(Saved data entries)
[Start of Attachment]
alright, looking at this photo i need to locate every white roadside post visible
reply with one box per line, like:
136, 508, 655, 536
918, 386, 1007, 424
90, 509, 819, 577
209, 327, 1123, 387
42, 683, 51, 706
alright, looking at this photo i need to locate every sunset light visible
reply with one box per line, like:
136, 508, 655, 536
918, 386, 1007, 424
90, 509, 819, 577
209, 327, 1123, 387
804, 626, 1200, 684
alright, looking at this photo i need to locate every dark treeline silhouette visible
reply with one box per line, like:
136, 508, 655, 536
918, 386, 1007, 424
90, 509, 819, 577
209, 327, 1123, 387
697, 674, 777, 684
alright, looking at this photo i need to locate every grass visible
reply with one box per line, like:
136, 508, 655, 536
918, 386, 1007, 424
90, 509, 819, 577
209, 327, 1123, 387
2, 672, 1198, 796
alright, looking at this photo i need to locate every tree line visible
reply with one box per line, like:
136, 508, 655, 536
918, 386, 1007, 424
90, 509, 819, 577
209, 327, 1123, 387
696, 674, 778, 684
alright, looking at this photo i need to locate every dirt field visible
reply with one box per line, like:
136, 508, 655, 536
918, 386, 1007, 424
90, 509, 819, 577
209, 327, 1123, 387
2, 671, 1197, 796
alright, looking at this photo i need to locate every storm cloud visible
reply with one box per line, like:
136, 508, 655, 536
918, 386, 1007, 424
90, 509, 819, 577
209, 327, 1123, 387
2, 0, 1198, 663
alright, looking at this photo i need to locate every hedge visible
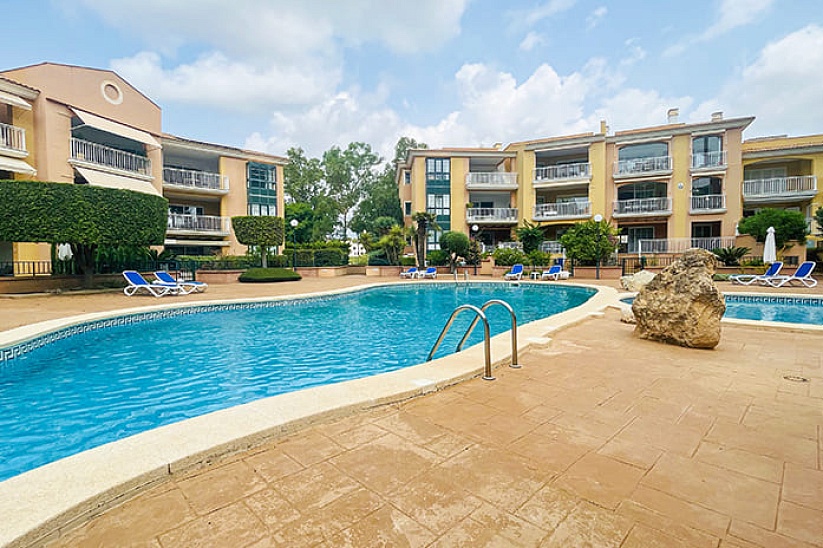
[End of Attachment]
Description of the task — Scanning the data above, copy out every line where "photo" is found.

Written solution —
alright, looking at this photo i need to locate every white roadside post visible
alright, looking at this photo i need to locate every sunset light visible
alright, looking at this photo i need to locate every dark treeline silhouette visible
alright, looking at this photo i need to locate every grass visible
alright, looking at this photo i need to locate every tree line visible
alright, looking at this photo i need to locate every dirt field visible
alright, looking at this photo i need to locate every storm cloud visible
alright, looking at this photo i need to locate every hedge visible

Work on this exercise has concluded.